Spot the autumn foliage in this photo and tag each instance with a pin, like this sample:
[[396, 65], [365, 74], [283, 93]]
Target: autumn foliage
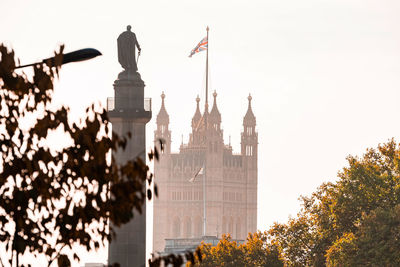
[[354, 221], [53, 199]]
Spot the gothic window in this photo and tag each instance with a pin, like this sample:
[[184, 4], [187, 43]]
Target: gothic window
[[249, 150], [224, 225], [230, 226], [238, 230], [249, 130], [188, 227], [198, 231], [176, 228]]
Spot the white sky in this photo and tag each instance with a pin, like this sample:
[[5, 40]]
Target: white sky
[[324, 75]]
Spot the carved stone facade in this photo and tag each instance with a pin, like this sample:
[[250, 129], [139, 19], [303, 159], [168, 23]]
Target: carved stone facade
[[230, 180]]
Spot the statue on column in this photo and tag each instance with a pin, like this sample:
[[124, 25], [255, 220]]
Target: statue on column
[[127, 44]]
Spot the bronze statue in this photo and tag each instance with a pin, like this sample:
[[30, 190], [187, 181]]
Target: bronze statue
[[127, 44]]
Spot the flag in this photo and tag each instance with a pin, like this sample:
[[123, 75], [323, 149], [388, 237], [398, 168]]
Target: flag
[[200, 47], [200, 171]]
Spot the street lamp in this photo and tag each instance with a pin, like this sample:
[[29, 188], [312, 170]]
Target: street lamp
[[75, 56]]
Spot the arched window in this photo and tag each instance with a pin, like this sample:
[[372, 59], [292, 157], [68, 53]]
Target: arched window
[[198, 227], [224, 225], [187, 227], [238, 230], [176, 228], [230, 227]]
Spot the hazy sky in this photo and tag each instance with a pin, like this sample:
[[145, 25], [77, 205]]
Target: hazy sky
[[324, 75]]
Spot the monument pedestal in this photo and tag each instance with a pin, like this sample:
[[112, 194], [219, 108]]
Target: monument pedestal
[[130, 113]]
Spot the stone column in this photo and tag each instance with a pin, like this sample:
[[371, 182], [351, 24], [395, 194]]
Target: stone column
[[130, 114]]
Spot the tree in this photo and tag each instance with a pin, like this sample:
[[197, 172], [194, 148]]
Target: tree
[[352, 222], [51, 200], [256, 251]]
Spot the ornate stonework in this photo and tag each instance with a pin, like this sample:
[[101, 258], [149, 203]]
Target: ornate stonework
[[231, 180]]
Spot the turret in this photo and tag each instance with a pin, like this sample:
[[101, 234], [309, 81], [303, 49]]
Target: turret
[[215, 116], [163, 131], [249, 135], [197, 115]]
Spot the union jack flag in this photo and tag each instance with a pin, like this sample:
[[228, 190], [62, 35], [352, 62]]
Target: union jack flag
[[200, 47]]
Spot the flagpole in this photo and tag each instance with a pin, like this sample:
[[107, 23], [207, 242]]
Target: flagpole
[[206, 131]]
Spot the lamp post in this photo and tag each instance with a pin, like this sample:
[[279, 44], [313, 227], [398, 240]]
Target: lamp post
[[75, 56]]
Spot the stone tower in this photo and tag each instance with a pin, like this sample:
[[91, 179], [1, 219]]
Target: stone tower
[[129, 111], [230, 181]]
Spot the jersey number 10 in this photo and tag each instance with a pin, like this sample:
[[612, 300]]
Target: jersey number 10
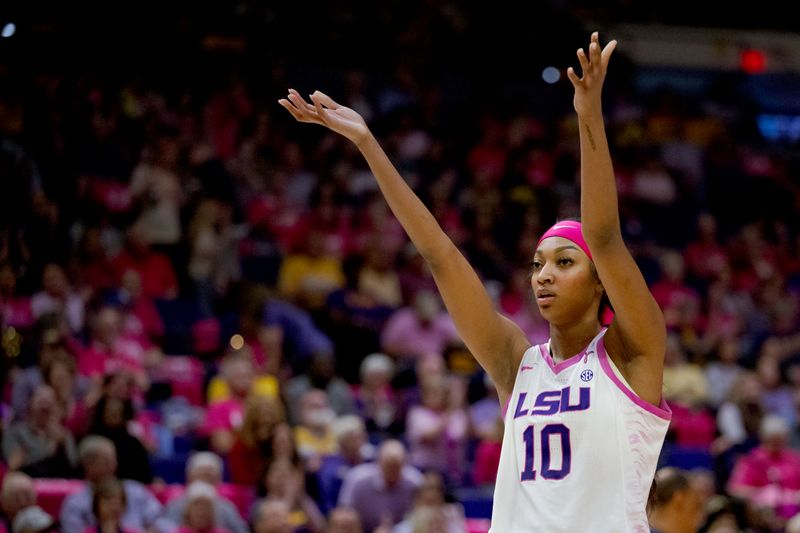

Your instructions: Pick out every line in the rows above that contains the string "flagpole", and copy each one.

Written response:
Spot the flagpole in this photo and tag each instance with a pin, like this sample:
Target: flagpole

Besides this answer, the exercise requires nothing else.